* Vorliegender Text *
□ □ □ □

Die humanitäre Hilfe ist unter Druck – und damit auch ihr wichtigster Akteur, die internationale Rotkreuzbewegung mit dem IKRK und der Föderation der nationalen Rotkreuzgesellschaften. IKRK-Präsident Peter Maurer macht deutlich, dass die Umsetzung der Genfer Konventionen nicht verhandelbar ist.
SRF News: Humanitäre Organisationen sind herausgefordert. Es gibt immer mehr und vor allem immer mehr sehr langwierige Konflikte – Afghanistan, Jemen, Syrien. Zugleich steht das humanitäre Kriegsvölkerrecht unter Druck. Erwarten Sie da von der Rotkreuzkonferenz Verbesserungen?
Peter Maurer: Zumindest sitzen hier die Richtigen zusammen. Es ist schon eine eindrückliche Versammlung, wenn die Vertreter aller Unterzeichnerstaaten der Genfer Konventionen mit den Vertretern der mehr als 190 Rotkreuzgesellschaften diskutieren. Und ein minimaler Konsens unter jenen herausgearbeitet werden kann, die sich mit humanitärer Hilfe beschäftigen.
Sie sprechen von einem Minimalkonsens. Gibt es diesen überhaupt noch?
Es gibt ihn zwischen den Staaten. Aber es gibt ihn nicht unbedingt zwischen den Kriegsparteien in den schwierigsten Konflikten heute.
Was lässt sich da tun?
Da sind wir als IKRK sehr gefordert. Wir müssen versuchen, den Konsens über das humanitäre Kriegsvölkerrecht und die humanitäre Hilfe wiederherzustellen. Wir müssen versuchen, mit allen Akteuren, staatlichen und nichtstaatlichen, in Konfliktgebieten zu reden. Wir befinden uns heute in der schwierigen Lage, dass es zwar noch einen gewissen Konsens gibt, dieser aber nicht ausreicht, um im Feld die gewünschte Wirkung zu entfalten.
War es früher besser?
Nicht unbedingt. Auch IKRK-Gründer Henri Dunant hatte schon vor 156 Jahren mit dem Problem zu kämpfen, dass im Kriegsfall die Emotionen zwischen Völkern oder Teilen einer Gesellschaft so hoch gehen, dass es schwierig ist, unabhängig humanitäre Hilfe zu leisten.

□ □ □ □

* Verfügbare Daten *
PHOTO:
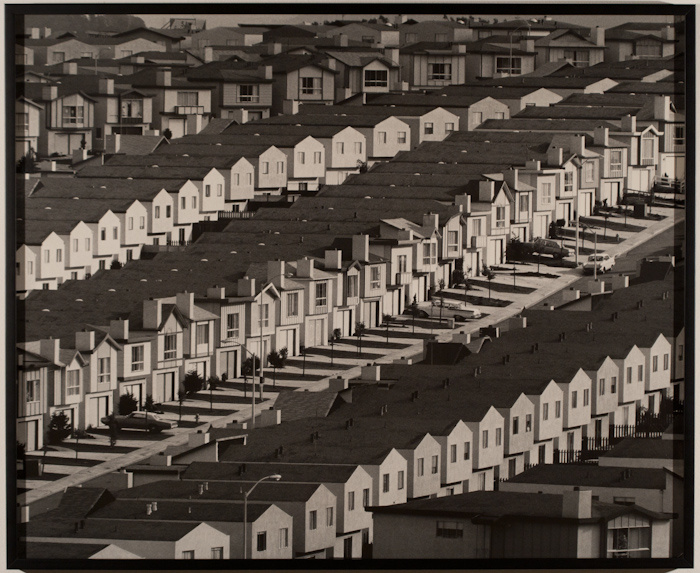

□ □ □ □

* Aufgaben *
**a)** Beantworten Sie zum Interview über humanitäre Hilfe diese Fragen:
(i) Wie viele Rotkreuzgesellschaften diskutieren laut Peter Maurer mit den Vertretern der Unterzeichnerstaaten?
(ii) Zwischen wem gibt es den Minimalkonsens laut Peter Maurer nicht unbedingt?
(iii) Vor wie vielen Jahren hatte Henri Dunant schon mit dem genannten Problem zu kämpfen?
**b)** Schreiben Sie aus dem Interview über humanitäre Hilfe den Abschnitt von „Peter Maurer: Zumindest“ bis einschließlich „schwierigsten Konflikten heute.“ wortgetreu ab.
**c)** Bitte setzen Sie das Interview über humanitäre Hilfe nach seinem letzten Satz fort.

* Lösungen *
**a)**
(i) Mehr als 190.
(ii) Zwischen den Kriegsparteien in den schwierigsten Konflikten heute.
(iii) Vor 156 Jahren.

**b)**
Peter Maurer: Zumindest sitzen hier die Richtigen zusammen. Es ist schon eine eindrückliche Versammlung, wenn die Vertreter aller Unterzeichnerstaaten der Genfer Konventionen mit den Vertretern der mehr als 190 Rotkreuzgesellschaften diskutieren. Und ein minimaler Konsens unter jenen herausgearbeitet werden kann, die sich mit humanitärer Hilfe beschäftigen.
Sie sprechen von einem Minimalkonsens. Gibt es diesen überhaupt noch?
Es gibt ihn zwischen den Staaten. Aber es gibt ihn nicht unbedingt zwischen den Kriegsparteien in den schwierigsten Konflikten heute.

**c)**
Aber die Situation ist seither eher noch schwieriger geworden…
Wir sehen heute Stigmatisierungen von Bevölkerungen. Wir sehen Ausgrenzungen. Wir sehen Staaten, die zwar humanitäre Hilfe leisten, aber nur an gewisse Gruppen. Wir sehen Staaten, die sich entschieden widersetzen, wenn humanitäre Hilfe in Oppositionsgebiete fliessen soll und entsprechend die Tätigkeit unabhängiger Hilfsorganisationen behindern. Wir sehen alle möglichen Schranken, die den Raum begrenzen, den wir uns wünschen, um unparteiisch, neutral helfen zu können.
Auch die Antiterrormassnahmen in sehr vielen Staaten haben zu Einschränkungen für unsere Tätigkeit geführt. Selbst rechtsstaatliche Regierungen in freien Ländern beginnen davon zu reden, dass einem verletzten Terroristen allenfalls keine Hilfe geleistet werden sollte.
Es scheint, dass auch zunehmend die Unparteilichkeit des IKRK angezweifelt wird – was dazu führt, dass IKRK-Mitarbeiter nicht mehr als unantastbar gelten, sondern bisweilen sogar gezielt angegriffen werden, weil sie helfen…
Das ist tatsächlich so. Es ist für uns sehr schwierig, aber zwingend nötig, immer wieder zu versuchen, in Kontakt mit sämtlichen Kriegsparteien zu treten. Um ihnen darzulegen, was wir genau machen und warum – und dann deren Zustimmung dafür zu erhalten.
Hinzu kommt: In heutigen Konflikten sind die Kriegsparteien oft nicht mehr Staaten, welche die Genfer Konventionen unterzeichnet haben, sondern Milizen, Terrorgruppen oder Söldner, die das nicht taten. Fühlen die sich überhaupt daran gebunden?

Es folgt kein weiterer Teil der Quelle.